══ PROVIDED RECORDS

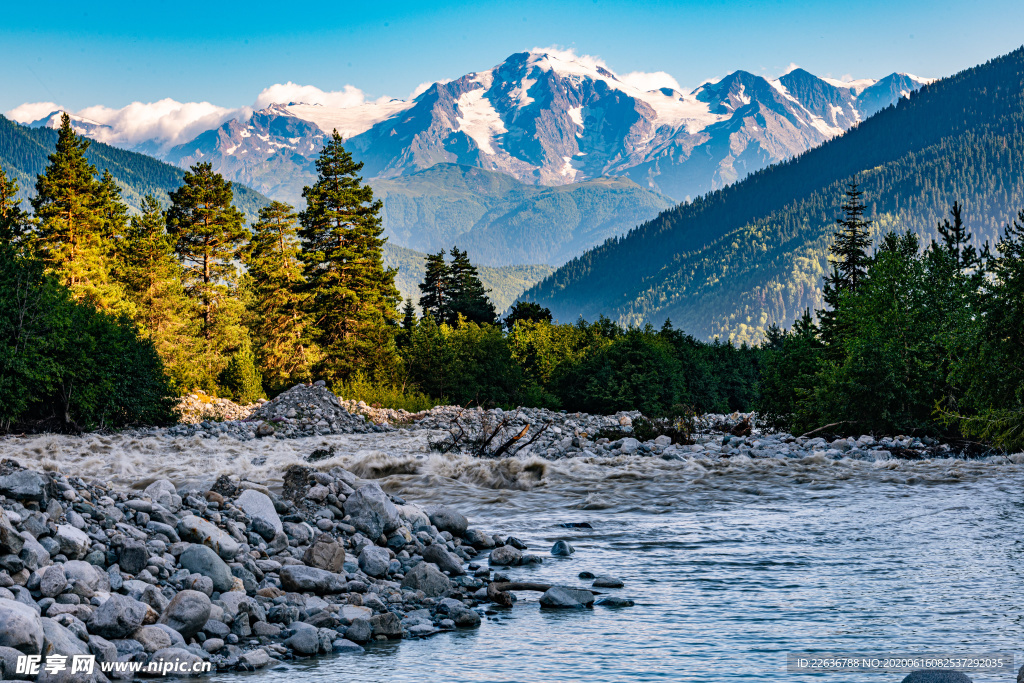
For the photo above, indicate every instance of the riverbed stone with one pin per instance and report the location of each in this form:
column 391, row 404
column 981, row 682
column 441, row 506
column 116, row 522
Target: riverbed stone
column 204, row 560
column 562, row 549
column 10, row 541
column 448, row 519
column 118, row 617
column 506, row 556
column 936, row 676
column 259, row 506
column 74, row 542
column 427, row 578
column 53, row 582
column 200, row 530
column 186, row 612
column 374, row 560
column 561, row 597
column 20, row 627
column 300, row 579
column 327, row 553
column 372, row 512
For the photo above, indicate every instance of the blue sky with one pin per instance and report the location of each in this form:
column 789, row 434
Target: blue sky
column 79, row 54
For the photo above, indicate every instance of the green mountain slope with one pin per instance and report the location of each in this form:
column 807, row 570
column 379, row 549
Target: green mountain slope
column 24, row 152
column 739, row 259
column 500, row 220
column 504, row 284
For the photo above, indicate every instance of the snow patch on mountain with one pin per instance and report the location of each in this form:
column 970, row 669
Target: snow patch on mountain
column 478, row 119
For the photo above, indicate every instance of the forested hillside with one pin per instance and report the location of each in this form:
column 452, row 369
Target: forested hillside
column 503, row 284
column 501, row 220
column 737, row 260
column 24, row 152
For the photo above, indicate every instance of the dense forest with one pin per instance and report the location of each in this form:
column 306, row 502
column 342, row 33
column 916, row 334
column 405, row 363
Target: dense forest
column 755, row 254
column 107, row 316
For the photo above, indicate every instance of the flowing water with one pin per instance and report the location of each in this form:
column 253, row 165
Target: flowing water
column 732, row 564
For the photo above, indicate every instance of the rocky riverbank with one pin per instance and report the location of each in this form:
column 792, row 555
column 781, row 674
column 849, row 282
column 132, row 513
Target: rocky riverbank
column 236, row 574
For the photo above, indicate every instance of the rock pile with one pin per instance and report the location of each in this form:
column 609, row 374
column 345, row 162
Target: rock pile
column 236, row 575
column 197, row 408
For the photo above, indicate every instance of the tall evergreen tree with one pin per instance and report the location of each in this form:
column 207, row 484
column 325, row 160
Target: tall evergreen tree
column 278, row 326
column 435, row 298
column 853, row 237
column 208, row 233
column 152, row 278
column 70, row 209
column 467, row 294
column 13, row 219
column 351, row 297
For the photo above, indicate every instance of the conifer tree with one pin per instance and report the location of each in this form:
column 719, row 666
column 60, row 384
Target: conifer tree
column 208, row 233
column 468, row 297
column 435, row 298
column 13, row 219
column 850, row 267
column 351, row 297
column 278, row 326
column 152, row 279
column 71, row 213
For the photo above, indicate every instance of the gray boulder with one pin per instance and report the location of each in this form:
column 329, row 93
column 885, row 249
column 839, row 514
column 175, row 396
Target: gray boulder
column 74, row 542
column 448, row 519
column 506, row 556
column 20, row 627
column 566, row 598
column 444, row 560
column 326, row 553
column 300, row 579
column 10, row 540
column 133, row 556
column 427, row 578
column 186, row 612
column 175, row 658
column 203, row 560
column 936, row 676
column 24, row 485
column 162, row 493
column 59, row 640
column 118, row 617
column 374, row 560
column 53, row 582
column 259, row 506
column 372, row 511
column 562, row 549
column 200, row 530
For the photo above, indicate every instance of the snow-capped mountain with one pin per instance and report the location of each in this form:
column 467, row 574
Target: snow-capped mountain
column 552, row 119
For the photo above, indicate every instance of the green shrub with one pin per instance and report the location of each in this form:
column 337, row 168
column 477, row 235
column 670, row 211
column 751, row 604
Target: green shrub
column 65, row 365
column 399, row 398
column 241, row 381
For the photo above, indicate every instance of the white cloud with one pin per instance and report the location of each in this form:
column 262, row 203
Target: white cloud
column 30, row 112
column 569, row 54
column 650, row 81
column 310, row 94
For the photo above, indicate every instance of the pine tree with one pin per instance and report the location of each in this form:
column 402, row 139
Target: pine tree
column 208, row 233
column 152, row 279
column 351, row 297
column 850, row 267
column 71, row 212
column 13, row 219
column 468, row 298
column 241, row 380
column 278, row 325
column 852, row 240
column 435, row 296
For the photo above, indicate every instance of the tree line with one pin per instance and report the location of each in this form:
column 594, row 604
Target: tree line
column 912, row 339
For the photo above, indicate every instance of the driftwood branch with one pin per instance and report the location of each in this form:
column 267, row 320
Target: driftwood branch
column 820, row 429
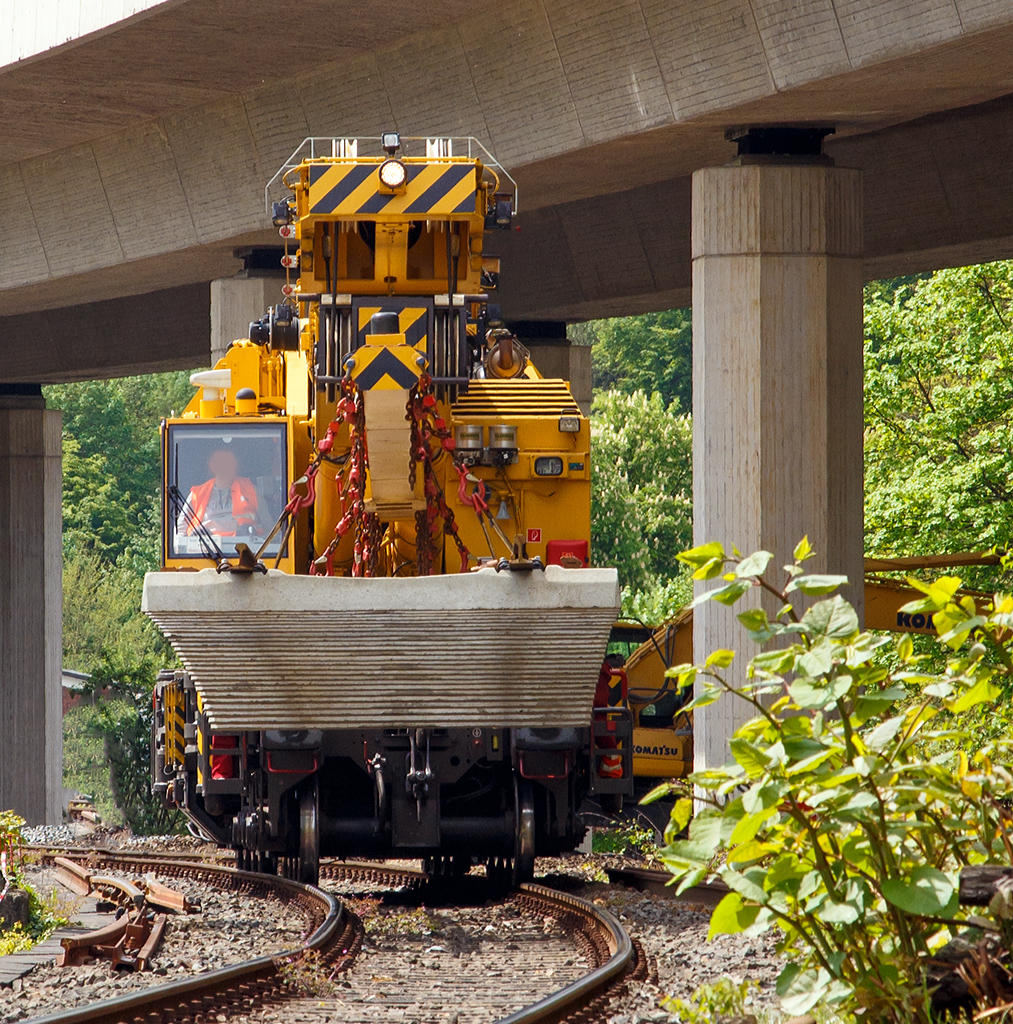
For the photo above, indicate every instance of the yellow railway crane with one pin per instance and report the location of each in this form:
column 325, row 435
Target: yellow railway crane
column 663, row 738
column 376, row 545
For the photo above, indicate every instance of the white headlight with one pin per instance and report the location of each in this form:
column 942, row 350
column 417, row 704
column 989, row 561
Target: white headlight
column 392, row 173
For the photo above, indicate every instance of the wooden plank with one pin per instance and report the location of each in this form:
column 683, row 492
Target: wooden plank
column 977, row 885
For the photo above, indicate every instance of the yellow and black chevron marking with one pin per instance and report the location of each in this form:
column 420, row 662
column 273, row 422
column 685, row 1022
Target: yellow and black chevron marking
column 379, row 368
column 432, row 189
column 172, row 705
column 413, row 322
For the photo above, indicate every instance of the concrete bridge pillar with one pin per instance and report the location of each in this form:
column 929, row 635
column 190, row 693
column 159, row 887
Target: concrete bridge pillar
column 31, row 605
column 777, row 400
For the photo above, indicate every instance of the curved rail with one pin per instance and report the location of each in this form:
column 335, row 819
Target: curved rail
column 238, row 983
column 261, row 978
column 579, row 993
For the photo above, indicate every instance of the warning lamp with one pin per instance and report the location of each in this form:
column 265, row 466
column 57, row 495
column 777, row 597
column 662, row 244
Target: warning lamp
column 468, row 436
column 392, row 173
column 548, row 466
column 281, row 213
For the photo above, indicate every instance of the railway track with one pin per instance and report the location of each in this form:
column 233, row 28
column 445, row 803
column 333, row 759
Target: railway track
column 335, row 938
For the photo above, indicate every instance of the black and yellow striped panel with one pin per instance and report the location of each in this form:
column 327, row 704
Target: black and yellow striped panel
column 175, row 742
column 413, row 322
column 433, row 190
column 385, row 369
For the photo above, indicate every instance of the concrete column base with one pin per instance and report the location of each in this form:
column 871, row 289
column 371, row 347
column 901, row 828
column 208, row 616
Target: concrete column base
column 777, row 400
column 31, row 606
column 236, row 302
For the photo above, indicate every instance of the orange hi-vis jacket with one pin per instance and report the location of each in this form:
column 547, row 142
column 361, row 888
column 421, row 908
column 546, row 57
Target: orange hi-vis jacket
column 244, row 502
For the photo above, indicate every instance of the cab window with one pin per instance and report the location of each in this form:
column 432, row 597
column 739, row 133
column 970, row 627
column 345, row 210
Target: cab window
column 225, row 484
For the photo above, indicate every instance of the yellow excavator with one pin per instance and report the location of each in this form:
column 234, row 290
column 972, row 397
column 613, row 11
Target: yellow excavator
column 663, row 742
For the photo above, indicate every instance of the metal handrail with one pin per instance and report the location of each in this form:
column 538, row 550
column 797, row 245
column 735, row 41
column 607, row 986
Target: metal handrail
column 318, row 141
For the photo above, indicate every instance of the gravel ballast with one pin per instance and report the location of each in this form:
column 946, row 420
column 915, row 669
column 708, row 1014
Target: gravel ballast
column 228, row 929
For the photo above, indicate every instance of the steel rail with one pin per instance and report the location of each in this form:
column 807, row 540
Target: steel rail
column 177, row 997
column 180, row 997
column 578, row 994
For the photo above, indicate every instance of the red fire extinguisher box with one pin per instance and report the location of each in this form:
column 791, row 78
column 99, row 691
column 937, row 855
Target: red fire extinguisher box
column 556, row 550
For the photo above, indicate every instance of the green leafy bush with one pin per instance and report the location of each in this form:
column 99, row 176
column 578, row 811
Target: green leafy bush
column 43, row 919
column 641, row 487
column 851, row 803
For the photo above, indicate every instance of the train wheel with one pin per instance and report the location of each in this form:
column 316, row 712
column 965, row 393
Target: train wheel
column 523, row 846
column 309, row 835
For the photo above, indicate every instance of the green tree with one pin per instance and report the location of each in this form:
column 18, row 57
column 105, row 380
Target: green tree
column 112, row 513
column 112, row 462
column 852, row 801
column 641, row 486
column 650, row 353
column 106, row 635
column 939, row 412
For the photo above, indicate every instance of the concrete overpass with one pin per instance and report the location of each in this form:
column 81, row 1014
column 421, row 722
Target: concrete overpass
column 132, row 159
column 134, row 150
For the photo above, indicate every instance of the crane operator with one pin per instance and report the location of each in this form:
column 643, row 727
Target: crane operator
column 226, row 505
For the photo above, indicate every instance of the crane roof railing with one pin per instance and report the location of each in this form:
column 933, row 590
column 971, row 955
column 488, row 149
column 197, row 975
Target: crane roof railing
column 346, row 147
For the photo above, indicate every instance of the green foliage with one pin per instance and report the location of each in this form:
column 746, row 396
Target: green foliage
column 723, row 999
column 112, row 510
column 650, row 353
column 42, row 916
column 641, row 487
column 939, row 412
column 850, row 804
column 660, row 603
column 619, row 841
column 104, row 634
column 85, row 766
column 112, row 460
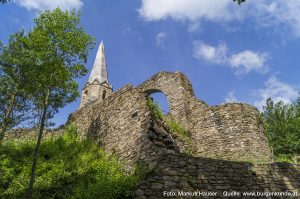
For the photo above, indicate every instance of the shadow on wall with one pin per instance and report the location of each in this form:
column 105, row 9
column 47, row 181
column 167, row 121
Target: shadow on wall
column 180, row 173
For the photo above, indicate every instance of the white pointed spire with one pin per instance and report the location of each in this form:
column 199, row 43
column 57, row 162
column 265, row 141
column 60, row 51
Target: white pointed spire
column 99, row 71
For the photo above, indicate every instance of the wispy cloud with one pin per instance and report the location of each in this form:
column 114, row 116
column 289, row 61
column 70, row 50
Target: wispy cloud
column 160, row 38
column 185, row 10
column 50, row 4
column 217, row 55
column 275, row 89
column 242, row 62
column 247, row 61
column 263, row 13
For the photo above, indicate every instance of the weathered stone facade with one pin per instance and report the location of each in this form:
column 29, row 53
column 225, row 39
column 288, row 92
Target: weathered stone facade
column 231, row 152
column 122, row 121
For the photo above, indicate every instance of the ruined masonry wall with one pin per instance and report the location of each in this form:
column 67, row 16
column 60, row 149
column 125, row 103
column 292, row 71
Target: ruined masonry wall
column 229, row 131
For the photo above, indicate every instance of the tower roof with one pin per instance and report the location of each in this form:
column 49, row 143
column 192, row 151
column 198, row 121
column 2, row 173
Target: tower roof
column 99, row 71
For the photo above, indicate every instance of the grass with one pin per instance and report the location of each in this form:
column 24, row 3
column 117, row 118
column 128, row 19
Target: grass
column 67, row 168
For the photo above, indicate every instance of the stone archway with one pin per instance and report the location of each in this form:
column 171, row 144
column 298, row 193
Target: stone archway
column 177, row 89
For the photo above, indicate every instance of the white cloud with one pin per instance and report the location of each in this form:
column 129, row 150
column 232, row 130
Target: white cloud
column 277, row 90
column 247, row 61
column 242, row 62
column 210, row 53
column 230, row 98
column 277, row 13
column 262, row 12
column 185, row 10
column 194, row 27
column 160, row 38
column 50, row 4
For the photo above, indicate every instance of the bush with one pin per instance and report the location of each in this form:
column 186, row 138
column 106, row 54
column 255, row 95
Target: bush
column 282, row 124
column 67, row 168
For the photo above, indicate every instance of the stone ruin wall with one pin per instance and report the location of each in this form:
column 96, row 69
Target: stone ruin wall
column 121, row 122
column 124, row 124
column 229, row 131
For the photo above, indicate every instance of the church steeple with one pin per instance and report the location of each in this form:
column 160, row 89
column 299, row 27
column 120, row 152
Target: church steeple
column 97, row 86
column 99, row 71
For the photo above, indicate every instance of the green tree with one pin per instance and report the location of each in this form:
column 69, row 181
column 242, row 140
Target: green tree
column 14, row 65
column 282, row 123
column 59, row 49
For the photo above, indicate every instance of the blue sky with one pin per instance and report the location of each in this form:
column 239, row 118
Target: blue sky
column 230, row 53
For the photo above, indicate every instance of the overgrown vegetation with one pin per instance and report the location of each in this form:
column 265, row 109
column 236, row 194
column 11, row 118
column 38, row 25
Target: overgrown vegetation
column 282, row 124
column 68, row 168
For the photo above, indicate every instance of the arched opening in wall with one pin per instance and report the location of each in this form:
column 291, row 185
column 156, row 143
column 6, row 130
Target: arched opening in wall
column 161, row 100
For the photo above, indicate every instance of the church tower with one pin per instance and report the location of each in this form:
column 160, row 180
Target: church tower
column 97, row 87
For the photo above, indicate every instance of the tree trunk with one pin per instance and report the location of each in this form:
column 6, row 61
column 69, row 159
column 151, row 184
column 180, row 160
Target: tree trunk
column 36, row 151
column 6, row 116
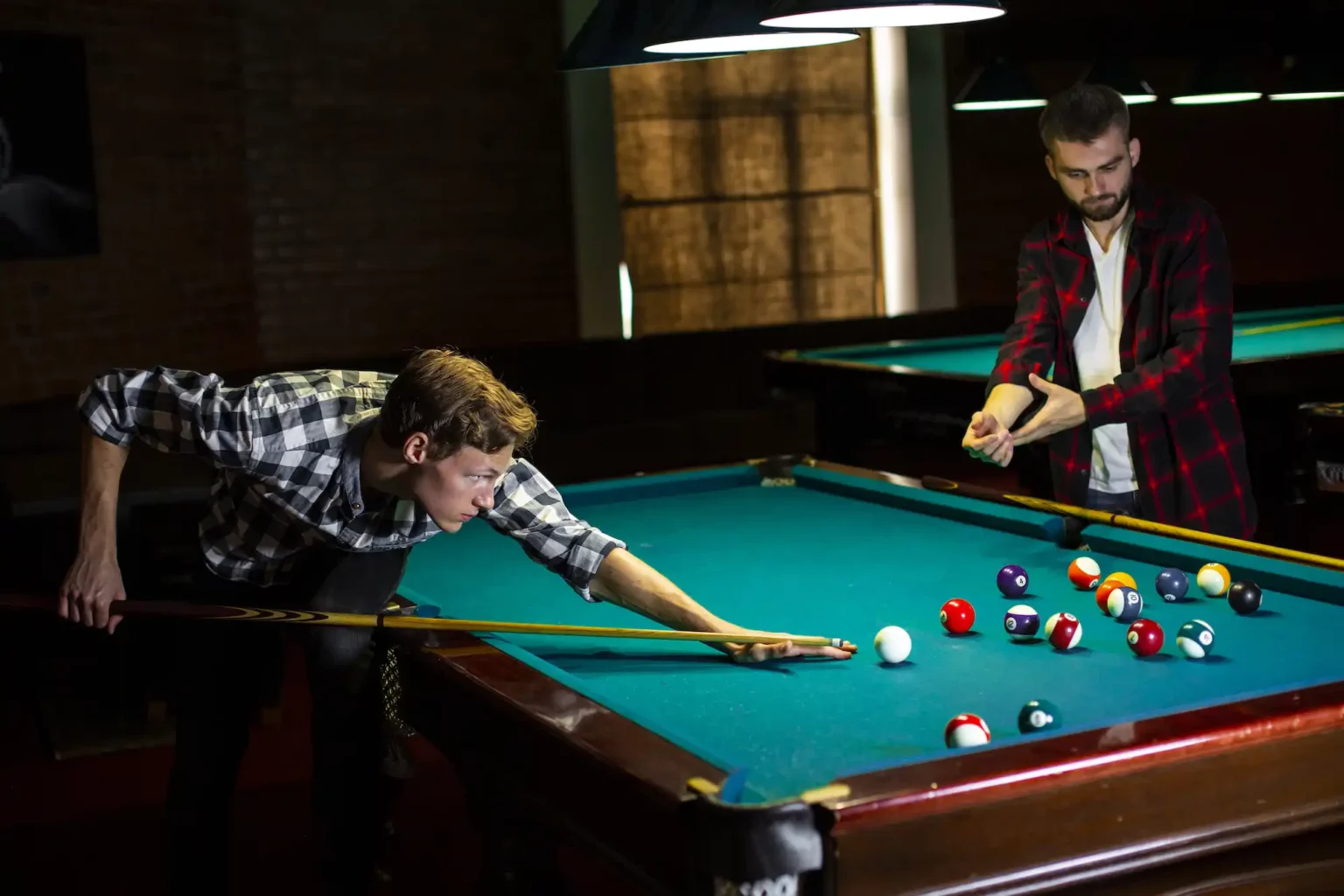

════

### REQUIREMENTS
Could you copy the data above, starting at the beginning and ending at the line containing "column 372, row 512", substituting "river rock" for "riverbed stone" and changing nothing else? Leave the pictures out.

### REPLY TO THE EXERCISE
For the photo above, indicate every instance of the river rock with one pin per instance and report the location of each in this form:
column 391, row 404
column 981, row 682
column 441, row 506
column 116, row 522
Target: river rock
column 204, row 560
column 562, row 549
column 10, row 541
column 448, row 519
column 118, row 617
column 506, row 556
column 936, row 676
column 259, row 506
column 74, row 542
column 427, row 578
column 53, row 582
column 200, row 530
column 186, row 612
column 374, row 560
column 561, row 597
column 20, row 627
column 300, row 579
column 327, row 553
column 372, row 512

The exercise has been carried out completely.